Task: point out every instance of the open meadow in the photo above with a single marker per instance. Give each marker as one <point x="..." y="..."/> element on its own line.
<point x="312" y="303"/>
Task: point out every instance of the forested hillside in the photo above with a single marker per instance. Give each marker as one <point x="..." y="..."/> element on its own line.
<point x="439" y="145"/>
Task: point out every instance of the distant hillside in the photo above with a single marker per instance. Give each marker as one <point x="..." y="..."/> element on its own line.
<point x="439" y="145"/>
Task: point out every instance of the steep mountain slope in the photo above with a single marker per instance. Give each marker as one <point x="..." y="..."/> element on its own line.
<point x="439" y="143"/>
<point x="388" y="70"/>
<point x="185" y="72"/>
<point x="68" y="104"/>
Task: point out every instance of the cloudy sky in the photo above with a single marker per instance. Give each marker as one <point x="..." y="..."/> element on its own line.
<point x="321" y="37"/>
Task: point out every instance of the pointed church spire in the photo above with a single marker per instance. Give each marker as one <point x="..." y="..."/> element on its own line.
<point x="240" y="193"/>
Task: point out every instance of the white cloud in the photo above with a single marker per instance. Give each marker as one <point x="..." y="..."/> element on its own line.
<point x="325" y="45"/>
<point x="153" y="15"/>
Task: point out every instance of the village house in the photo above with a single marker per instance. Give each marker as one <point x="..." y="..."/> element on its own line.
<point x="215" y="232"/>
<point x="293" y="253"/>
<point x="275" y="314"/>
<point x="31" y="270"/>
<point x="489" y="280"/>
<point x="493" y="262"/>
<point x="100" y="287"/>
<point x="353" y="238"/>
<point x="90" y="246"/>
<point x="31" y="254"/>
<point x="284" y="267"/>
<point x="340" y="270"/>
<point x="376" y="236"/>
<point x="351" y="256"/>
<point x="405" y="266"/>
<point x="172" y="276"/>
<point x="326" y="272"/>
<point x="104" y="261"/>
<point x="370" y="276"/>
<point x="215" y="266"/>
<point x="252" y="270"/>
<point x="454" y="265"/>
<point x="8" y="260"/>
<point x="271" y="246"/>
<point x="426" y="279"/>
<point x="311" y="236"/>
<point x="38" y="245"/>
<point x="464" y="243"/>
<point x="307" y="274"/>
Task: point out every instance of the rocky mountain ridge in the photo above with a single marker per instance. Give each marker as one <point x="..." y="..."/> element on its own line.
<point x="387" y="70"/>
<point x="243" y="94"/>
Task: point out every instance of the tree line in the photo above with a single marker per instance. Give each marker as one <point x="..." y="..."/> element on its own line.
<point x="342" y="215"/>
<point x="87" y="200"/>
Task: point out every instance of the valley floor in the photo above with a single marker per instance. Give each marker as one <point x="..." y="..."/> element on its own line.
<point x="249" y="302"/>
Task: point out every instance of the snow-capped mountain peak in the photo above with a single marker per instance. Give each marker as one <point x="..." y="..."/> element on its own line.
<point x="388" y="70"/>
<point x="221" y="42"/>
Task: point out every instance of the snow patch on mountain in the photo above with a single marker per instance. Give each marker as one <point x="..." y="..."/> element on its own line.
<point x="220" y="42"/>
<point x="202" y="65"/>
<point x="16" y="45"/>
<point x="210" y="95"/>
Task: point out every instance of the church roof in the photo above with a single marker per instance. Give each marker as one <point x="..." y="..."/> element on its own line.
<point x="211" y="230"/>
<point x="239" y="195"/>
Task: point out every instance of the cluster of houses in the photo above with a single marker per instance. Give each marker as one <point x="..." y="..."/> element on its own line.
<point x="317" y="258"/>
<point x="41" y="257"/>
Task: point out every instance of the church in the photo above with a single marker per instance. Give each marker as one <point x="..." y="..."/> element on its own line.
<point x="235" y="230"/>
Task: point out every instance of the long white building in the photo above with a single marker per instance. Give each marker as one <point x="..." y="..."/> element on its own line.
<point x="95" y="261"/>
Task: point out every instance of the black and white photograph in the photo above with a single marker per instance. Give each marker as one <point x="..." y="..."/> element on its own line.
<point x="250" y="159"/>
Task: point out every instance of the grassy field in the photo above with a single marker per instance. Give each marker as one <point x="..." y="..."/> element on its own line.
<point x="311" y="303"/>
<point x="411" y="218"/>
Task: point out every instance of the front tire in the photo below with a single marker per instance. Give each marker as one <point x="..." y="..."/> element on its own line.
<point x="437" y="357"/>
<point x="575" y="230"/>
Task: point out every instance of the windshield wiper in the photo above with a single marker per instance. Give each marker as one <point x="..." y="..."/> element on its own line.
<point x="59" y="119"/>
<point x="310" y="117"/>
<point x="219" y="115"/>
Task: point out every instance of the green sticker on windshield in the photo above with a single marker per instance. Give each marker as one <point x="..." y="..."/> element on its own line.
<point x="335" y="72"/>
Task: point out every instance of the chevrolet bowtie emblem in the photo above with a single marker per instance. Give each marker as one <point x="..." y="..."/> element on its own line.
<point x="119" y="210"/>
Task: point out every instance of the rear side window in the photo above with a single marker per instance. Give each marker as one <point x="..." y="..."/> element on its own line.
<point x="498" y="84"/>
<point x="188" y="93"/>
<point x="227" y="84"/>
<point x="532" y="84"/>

▸ **What is asked**:
Copy all the records above line for line, changing nothing.

▸ **Written solution**:
Task: point out every instance of the open meadow in the photo above with a single marker per instance. Give each marker as one <point x="..." y="..."/> element on its own line.
<point x="312" y="303"/>
Task: point out every instance of the forested hillside in the photo above with a single marker per instance. Give each marker as one <point x="..." y="..."/> element on its own line.
<point x="439" y="145"/>
Task: point out every instance of the distant hillside in the photo above with a single marker per instance. Give each marker as one <point x="..." y="..."/> element on its own line.
<point x="439" y="145"/>
Task: point out every instance of the steep mountain slope in the photo above with a single marker per instance. Give each marker as one <point x="..." y="..."/> element on its own line.
<point x="439" y="143"/>
<point x="388" y="70"/>
<point x="185" y="72"/>
<point x="68" y="104"/>
Task: point out every instance of the cloudy sky in the photo above with a single marker per instance. Give each marker as one <point x="..." y="..."/> element on its own line.
<point x="321" y="37"/>
Task: point out every instance of the pointed church spire in the photo above with a single marker per instance. Give each marker as one <point x="..." y="..."/> element on its own line.
<point x="240" y="193"/>
Task: point out every instance of the white cloud in the photo above with a single marker per instance. Give each marker as one <point x="..." y="..."/> element on its own line.
<point x="325" y="45"/>
<point x="153" y="15"/>
Task: point out every instance of the village house in the photo above with a single marker per instance. Give each marker as one <point x="..." y="..."/> element on its own line.
<point x="215" y="232"/>
<point x="293" y="253"/>
<point x="275" y="314"/>
<point x="31" y="270"/>
<point x="489" y="280"/>
<point x="493" y="262"/>
<point x="100" y="287"/>
<point x="353" y="238"/>
<point x="90" y="246"/>
<point x="31" y="254"/>
<point x="284" y="267"/>
<point x="340" y="270"/>
<point x="376" y="236"/>
<point x="351" y="256"/>
<point x="405" y="266"/>
<point x="172" y="276"/>
<point x="326" y="272"/>
<point x="104" y="261"/>
<point x="370" y="276"/>
<point x="215" y="266"/>
<point x="252" y="270"/>
<point x="454" y="265"/>
<point x="8" y="260"/>
<point x="271" y="246"/>
<point x="426" y="279"/>
<point x="311" y="236"/>
<point x="38" y="245"/>
<point x="464" y="243"/>
<point x="307" y="274"/>
Task: point out every instance of the rocky mountain ridge in the photo above with a single marker per instance. Give each marker as one <point x="..." y="..."/> element on its own line.
<point x="387" y="70"/>
<point x="243" y="94"/>
Task: point out every instance of the tree line in the photo above with a single marker per instance. Give each marker as one <point x="..." y="..."/> element on its own line.
<point x="342" y="215"/>
<point x="87" y="200"/>
Task: point out every instance of the valley floor in the photo above with a single marker per instance. Give each marker as one <point x="..." y="..."/> element on its own line.
<point x="249" y="302"/>
Task: point out every instance of the snow-capped mountain peak in the photo above with a single marker per instance. Give each marker as one <point x="..." y="..."/> element on its own line.
<point x="388" y="70"/>
<point x="221" y="42"/>
Task: point out every instance of the snow patch on mountain in the photo above with a single marker per instance. Give each marker as one <point x="..." y="..."/> element on its own line.
<point x="220" y="42"/>
<point x="202" y="65"/>
<point x="16" y="45"/>
<point x="210" y="95"/>
Task: point out every instance of the church roof in the photo above with a single marker per instance. Give each marker as one <point x="..." y="..."/> element on its own line.
<point x="211" y="230"/>
<point x="239" y="195"/>
Task: point out every instance of the cluster of houses in the photo above with a single marker per instance. Give each marker as one <point x="..." y="..."/> element on its own line.
<point x="317" y="258"/>
<point x="41" y="257"/>
Task: point out every instance of the church in the photo above with a single marker per instance. Give each marker as one <point x="..." y="..."/> element on its own line.
<point x="235" y="230"/>
Task: point out every instance of the long white building in the photo above with a single marker per instance. Give each marker as one <point x="..." y="..."/> element on its own line.
<point x="95" y="261"/>
Task: point out every instance of the black and white photograph in the photo above with a single marker per instance. Give each marker as one <point x="..." y="..."/> element on its own line.
<point x="250" y="159"/>
Task: point out every instance of the grassy field in the photo above with a single marker per instance. Give each marker as one <point x="..." y="..."/> element on its own line.
<point x="311" y="303"/>
<point x="411" y="218"/>
Task: point out every instance of the front tire in the photo below with a single marker per instance. Give each marker as one <point x="..." y="..."/> element on its own line.
<point x="437" y="357"/>
<point x="575" y="230"/>
Task: point out every instance of the windshield wiper in the photo above with a single marker per instance. Give each marker as one <point x="..." y="..."/> element on its own line.
<point x="59" y="119"/>
<point x="310" y="117"/>
<point x="219" y="115"/>
Task: point out every instance of the green sticker on windshield in the photo above with a single marker per instance. Give each marker as one <point x="..." y="..."/> element on its own line.
<point x="335" y="72"/>
Task: point out every instance of the chevrolet bowtie emblem in the photo above with a single marker per instance. Give each marker as one <point x="..." y="..."/> element on its own line.
<point x="119" y="210"/>
Task: point out every instance of the rear side window in the photo above with a single marker per instance. Give each marker as one <point x="..." y="..."/> element on its own line.
<point x="498" y="84"/>
<point x="188" y="93"/>
<point x="227" y="84"/>
<point x="532" y="84"/>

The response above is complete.